===== DATA =====

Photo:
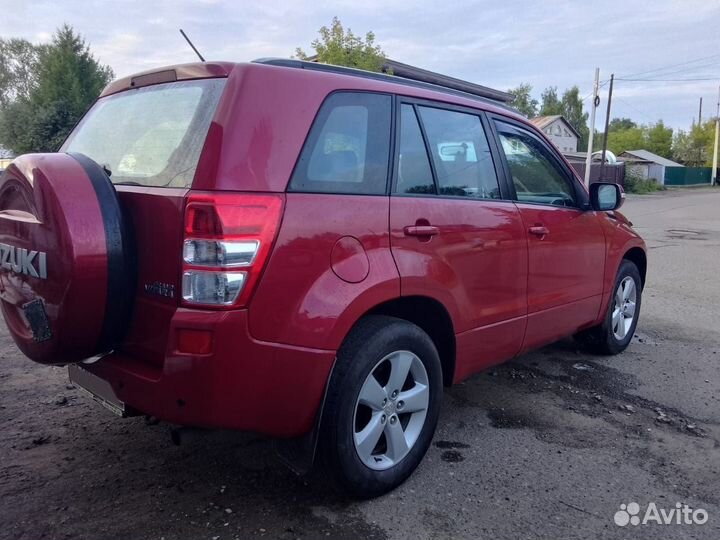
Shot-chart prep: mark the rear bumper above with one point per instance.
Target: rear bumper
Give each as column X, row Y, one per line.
column 242, row 384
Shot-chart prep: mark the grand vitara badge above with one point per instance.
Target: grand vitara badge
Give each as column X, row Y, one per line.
column 22, row 261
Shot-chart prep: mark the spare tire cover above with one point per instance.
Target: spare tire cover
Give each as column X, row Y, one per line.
column 66, row 279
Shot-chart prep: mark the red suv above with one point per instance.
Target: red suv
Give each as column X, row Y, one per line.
column 307, row 252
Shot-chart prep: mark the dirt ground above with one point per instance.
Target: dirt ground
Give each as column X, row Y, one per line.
column 546, row 446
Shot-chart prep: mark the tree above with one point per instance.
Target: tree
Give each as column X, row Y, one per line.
column 18, row 69
column 656, row 138
column 695, row 148
column 523, row 101
column 67, row 81
column 572, row 109
column 659, row 139
column 343, row 48
column 616, row 124
column 550, row 104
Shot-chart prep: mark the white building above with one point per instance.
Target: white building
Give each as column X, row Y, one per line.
column 647, row 165
column 559, row 131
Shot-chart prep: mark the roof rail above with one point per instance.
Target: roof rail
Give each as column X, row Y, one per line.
column 331, row 68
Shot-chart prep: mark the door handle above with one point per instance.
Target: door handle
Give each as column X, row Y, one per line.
column 539, row 230
column 421, row 230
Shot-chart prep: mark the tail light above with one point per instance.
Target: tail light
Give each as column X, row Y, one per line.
column 228, row 238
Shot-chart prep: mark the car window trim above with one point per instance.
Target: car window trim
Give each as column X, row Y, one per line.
column 505, row 192
column 581, row 196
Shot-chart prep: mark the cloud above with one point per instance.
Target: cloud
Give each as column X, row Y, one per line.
column 498, row 44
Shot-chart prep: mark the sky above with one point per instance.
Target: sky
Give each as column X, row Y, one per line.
column 497, row 44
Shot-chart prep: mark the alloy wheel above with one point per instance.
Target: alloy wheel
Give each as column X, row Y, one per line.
column 624, row 308
column 391, row 409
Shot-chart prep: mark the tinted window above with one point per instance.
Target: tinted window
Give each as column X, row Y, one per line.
column 536, row 176
column 414, row 172
column 460, row 153
column 150, row 136
column 348, row 147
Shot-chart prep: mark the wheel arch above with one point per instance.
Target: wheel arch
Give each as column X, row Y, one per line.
column 638, row 257
column 433, row 318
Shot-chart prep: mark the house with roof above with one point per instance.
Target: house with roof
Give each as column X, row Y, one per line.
column 645, row 164
column 559, row 131
column 6, row 157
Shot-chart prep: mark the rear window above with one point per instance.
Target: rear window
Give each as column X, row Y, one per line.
column 150, row 136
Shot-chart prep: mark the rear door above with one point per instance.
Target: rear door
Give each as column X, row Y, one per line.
column 455, row 234
column 566, row 244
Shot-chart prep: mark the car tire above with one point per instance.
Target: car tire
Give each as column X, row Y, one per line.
column 618, row 327
column 371, row 439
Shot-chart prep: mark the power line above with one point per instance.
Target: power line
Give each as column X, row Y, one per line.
column 687, row 62
column 668, row 80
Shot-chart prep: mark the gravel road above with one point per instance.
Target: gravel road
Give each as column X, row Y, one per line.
column 548, row 445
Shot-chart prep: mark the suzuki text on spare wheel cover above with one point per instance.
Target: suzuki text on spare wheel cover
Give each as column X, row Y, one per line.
column 307, row 252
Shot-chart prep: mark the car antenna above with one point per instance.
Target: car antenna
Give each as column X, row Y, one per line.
column 193, row 46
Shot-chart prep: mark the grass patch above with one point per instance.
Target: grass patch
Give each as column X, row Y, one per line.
column 637, row 184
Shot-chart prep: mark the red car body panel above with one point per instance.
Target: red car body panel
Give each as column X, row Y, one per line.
column 243, row 384
column 301, row 300
column 335, row 258
column 476, row 267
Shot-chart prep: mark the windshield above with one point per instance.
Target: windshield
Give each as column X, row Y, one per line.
column 150, row 136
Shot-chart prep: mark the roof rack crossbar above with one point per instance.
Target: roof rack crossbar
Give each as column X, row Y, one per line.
column 315, row 66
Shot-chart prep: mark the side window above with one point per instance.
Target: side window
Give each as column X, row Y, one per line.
column 536, row 176
column 348, row 148
column 460, row 153
column 414, row 172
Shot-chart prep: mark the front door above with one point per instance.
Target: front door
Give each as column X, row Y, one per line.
column 456, row 235
column 566, row 244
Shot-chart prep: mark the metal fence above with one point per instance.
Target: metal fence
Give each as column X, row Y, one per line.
column 614, row 173
column 687, row 176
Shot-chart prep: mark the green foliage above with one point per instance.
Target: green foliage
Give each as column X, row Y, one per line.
column 570, row 106
column 67, row 79
column 695, row 148
column 659, row 139
column 572, row 110
column 550, row 104
column 656, row 138
column 343, row 48
column 617, row 124
column 18, row 69
column 523, row 101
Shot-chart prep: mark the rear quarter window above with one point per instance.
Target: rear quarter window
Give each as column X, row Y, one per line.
column 348, row 148
column 150, row 136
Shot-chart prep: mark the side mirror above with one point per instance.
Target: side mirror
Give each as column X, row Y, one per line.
column 605, row 196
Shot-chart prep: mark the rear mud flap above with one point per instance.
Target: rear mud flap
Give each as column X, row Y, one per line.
column 298, row 454
column 38, row 320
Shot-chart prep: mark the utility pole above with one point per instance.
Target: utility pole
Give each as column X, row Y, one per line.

=====

**REQUIREMENT**
Take the listing above and repeat exactly the lines from the one containing "Target: red suv" through the one containing "Target: roof rail", both included.

**REPLY**
Target: red suv
Give each as column X, row Y, one per line.
column 307, row 252
Shot-chart prep: mark the dirt ground above with one point per instance.
Target: dirt ground
Give each as column X, row Y, one per line.
column 546, row 446
Shot-chart prep: mark the tree above with one point per instance.
Target: tree
Give each as column X, row Y, one per line.
column 18, row 69
column 656, row 138
column 695, row 148
column 523, row 101
column 67, row 81
column 572, row 109
column 659, row 139
column 343, row 48
column 616, row 124
column 550, row 104
Shot-chart prep: mark the white building above with one point per instance.
Target: white building
Give each as column X, row Y, one per line.
column 647, row 165
column 559, row 131
Shot-chart prep: mark the roof rail above with one point per instance.
Target: roof rail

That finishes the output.